Task details - Which lines in the records below contain the string "building", with case counting? Pick out each such line and copy it in full.

:: Data for the task

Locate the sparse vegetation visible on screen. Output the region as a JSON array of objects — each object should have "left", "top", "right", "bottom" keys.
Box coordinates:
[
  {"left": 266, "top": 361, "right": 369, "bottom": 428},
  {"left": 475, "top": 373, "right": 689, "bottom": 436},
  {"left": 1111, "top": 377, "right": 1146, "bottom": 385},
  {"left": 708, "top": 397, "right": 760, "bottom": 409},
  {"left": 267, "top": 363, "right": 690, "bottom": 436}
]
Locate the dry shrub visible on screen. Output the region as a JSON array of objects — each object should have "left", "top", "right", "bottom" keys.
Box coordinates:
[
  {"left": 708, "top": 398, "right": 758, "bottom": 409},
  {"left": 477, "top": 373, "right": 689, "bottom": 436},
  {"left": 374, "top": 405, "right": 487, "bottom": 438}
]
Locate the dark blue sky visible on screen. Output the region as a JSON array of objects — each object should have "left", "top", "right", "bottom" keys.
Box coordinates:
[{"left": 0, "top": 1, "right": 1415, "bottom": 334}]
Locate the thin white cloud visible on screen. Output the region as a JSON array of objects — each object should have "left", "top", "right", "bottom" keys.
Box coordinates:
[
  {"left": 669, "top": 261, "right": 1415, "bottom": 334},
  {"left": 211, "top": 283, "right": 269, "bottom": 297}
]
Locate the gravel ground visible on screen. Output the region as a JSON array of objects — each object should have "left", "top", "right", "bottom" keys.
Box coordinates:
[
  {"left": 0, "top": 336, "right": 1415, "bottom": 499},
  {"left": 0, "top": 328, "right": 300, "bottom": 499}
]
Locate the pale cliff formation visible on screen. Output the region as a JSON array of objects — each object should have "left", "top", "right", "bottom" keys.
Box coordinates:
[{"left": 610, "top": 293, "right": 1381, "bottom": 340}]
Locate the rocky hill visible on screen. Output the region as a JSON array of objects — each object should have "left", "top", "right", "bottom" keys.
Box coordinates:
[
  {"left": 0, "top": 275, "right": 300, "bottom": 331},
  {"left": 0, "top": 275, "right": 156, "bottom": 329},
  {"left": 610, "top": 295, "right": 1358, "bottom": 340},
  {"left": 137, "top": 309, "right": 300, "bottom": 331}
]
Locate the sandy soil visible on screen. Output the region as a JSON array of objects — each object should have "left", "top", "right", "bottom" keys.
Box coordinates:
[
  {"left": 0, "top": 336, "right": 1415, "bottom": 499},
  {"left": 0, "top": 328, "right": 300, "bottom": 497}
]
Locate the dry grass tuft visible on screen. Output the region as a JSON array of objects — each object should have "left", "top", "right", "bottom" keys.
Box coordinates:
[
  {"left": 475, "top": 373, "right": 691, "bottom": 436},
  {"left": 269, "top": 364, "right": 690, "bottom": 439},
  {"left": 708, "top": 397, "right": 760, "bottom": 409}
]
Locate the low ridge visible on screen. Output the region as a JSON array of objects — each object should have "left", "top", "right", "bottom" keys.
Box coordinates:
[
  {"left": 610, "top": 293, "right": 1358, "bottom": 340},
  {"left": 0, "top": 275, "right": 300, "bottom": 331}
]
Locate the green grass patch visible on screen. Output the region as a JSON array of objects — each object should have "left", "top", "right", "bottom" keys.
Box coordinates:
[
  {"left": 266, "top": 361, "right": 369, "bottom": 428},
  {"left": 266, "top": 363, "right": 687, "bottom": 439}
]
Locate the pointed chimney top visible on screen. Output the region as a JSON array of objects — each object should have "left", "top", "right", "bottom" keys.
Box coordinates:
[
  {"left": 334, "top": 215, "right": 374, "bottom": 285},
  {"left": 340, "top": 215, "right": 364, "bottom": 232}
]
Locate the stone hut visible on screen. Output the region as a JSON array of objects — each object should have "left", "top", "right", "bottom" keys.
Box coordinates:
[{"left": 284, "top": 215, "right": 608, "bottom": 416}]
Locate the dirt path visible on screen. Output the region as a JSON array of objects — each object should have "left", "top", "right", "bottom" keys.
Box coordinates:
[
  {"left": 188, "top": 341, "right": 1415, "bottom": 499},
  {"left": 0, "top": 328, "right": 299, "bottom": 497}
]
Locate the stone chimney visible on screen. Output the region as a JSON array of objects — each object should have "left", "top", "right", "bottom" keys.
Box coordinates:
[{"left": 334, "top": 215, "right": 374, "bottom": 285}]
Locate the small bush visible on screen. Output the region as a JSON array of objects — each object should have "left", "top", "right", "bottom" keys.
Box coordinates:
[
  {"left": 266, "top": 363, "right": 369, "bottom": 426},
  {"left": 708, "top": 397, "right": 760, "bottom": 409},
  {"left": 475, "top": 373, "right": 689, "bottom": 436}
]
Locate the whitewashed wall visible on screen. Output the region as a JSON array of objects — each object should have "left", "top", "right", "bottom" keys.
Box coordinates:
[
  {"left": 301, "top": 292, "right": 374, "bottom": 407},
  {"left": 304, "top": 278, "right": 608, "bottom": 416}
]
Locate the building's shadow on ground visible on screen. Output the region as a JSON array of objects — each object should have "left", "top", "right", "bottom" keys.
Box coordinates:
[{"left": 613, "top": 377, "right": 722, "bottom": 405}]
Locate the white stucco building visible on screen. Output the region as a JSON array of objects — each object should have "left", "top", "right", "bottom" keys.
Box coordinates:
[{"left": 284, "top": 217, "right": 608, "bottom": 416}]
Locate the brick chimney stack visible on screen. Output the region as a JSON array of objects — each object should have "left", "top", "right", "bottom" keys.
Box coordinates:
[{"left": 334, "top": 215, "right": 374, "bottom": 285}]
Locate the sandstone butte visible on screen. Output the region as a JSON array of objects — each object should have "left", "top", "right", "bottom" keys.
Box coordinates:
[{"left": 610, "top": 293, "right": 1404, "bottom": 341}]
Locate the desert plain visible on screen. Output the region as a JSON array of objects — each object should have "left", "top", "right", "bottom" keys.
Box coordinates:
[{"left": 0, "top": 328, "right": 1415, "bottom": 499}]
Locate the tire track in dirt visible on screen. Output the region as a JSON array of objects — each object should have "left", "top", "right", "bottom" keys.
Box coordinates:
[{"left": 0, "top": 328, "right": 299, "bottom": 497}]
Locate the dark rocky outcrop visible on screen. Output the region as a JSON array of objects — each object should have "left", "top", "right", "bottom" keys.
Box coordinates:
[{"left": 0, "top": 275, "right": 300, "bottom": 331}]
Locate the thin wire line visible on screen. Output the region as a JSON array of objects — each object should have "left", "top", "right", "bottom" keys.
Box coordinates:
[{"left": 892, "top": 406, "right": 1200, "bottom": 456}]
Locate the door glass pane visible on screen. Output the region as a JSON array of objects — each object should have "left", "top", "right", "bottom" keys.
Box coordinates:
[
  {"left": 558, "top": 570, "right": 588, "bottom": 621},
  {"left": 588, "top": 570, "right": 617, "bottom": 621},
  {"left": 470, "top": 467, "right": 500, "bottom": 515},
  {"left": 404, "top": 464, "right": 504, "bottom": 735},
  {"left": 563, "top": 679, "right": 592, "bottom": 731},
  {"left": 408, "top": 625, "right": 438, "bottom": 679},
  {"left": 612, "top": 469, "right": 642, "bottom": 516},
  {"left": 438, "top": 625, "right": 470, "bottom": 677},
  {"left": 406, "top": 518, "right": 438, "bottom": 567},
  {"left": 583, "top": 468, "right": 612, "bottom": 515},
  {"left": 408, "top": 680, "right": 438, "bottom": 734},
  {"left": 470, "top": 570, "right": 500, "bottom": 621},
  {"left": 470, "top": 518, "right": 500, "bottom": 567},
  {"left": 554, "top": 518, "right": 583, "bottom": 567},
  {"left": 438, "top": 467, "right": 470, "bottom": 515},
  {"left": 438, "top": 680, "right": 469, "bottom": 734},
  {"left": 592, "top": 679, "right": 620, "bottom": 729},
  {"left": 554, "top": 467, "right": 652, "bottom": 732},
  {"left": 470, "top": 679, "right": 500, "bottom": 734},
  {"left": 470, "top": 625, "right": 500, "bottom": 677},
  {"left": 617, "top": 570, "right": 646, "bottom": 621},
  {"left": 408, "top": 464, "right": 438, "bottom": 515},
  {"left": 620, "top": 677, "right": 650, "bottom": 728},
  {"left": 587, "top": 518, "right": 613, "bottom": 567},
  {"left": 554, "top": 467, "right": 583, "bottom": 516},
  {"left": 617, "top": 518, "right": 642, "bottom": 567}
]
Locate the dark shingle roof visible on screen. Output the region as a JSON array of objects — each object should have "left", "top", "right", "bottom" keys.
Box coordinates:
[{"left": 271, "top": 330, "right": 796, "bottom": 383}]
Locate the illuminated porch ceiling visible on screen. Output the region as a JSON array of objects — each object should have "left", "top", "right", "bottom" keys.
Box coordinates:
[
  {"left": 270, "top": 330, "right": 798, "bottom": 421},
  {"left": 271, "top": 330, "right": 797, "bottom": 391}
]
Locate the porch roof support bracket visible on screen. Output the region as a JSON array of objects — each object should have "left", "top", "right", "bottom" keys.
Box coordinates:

::::

Finished exercise -
Locate the building's shadow on ground visible on screen. Output the region as a JSON array of objects — each object should have "left", "top", "right", "bottom" keys.
Locate the white stucco building visible on screen. Output the region as a JSON array of objects — each object should have "left", "top", "right", "bottom" keys.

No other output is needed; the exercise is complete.